─── PAGINATEKST ───

De bijbelse feestdagen
Wij zijn van mening dat de bijbelse feestdagen zoals o.a. Pesach [Pasen], Shavuot [Pinksteren], Rosh haShana [Bazuinenfeest] en Yom Kipur [Grote Verzoendag] nog steeds door alle gelovigen gevierd dienen te worden, want het zijn altoosdurende inzettingen voor de Israëlieten en de heidenen in hun midden (dat zijn dus de gelovigen uit de volken die geënt zijn op de edele olijfboom!). Zie hiervoor de bijbelstudies nr. 061 t/m 077. Men zegt ten onrechte dat dit “Joodse feesten” zijn, terwijl er nadrukkelijk in de Bijbel staat: “De Eeuwige sprak tot Mozes: Spreek tot de Israëlieten en zeg tot hen: De feesttijden des HEREN, die gij zult uitroepen als heilige samenkomsten, zijn Mijn feesttijden!” Het zijn dus geen Joodse feesten, maar G’ds feesten met een grote profetische lading, die allen rechtstreeks naar Yeshua wijzen en de data waarop zij worden gevierd zijn gebaseerd op G’ds kalender! Het christendom heeft G’ds feesten echter niet alleen grotendeels afgeschaft en vervangen, maar wat ervan overbleef zelfs gekoppeld aan heidense afgodische feesten, zowel wat de tradities en rituelen betreft, alsook de data waarop ze gevierd worden. Daarmee werd niet alleen geestelijke hoererij gepleegd, maar werd ook gekozen voor de heidense kalender waar elke maand en dag de naam van een afgod draagt en werd de indeling van het jaar zoals de Eeuwige in Zijn woord aan de gelovigen heeft opgedragen, bewust losgelaten. Wij vieren echter de Bijbelse feesten met een Messiaanse invulling en zetten ons ervoor in om ook onze broeders en zusters dwars door de kerken heen daartoe te stimuleren en terug te keren naar G’ds woord en G’ds kalender, terug naar de Joodse wortels van ons geloof.

───

- OPDRACHT
Welke naam staat in de paginatekst tussen vierkante haken achter „Rosh haShana”? Antwoord alsjeblieft met alleen die naam. Het materiaal speelt hierbij geen rol.

─── GEGEVENSUITTREKSEL ───

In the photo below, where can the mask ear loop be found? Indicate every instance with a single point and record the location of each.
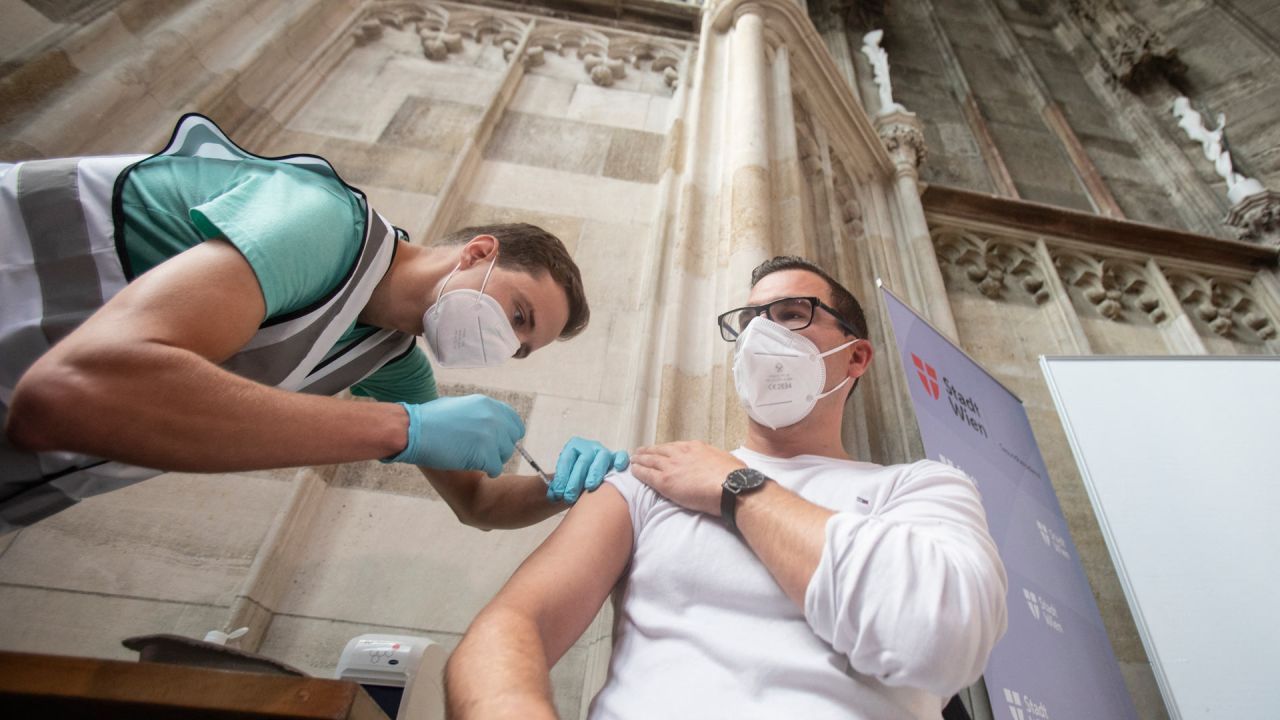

───

- RESULTAAT
Bazuinenfeest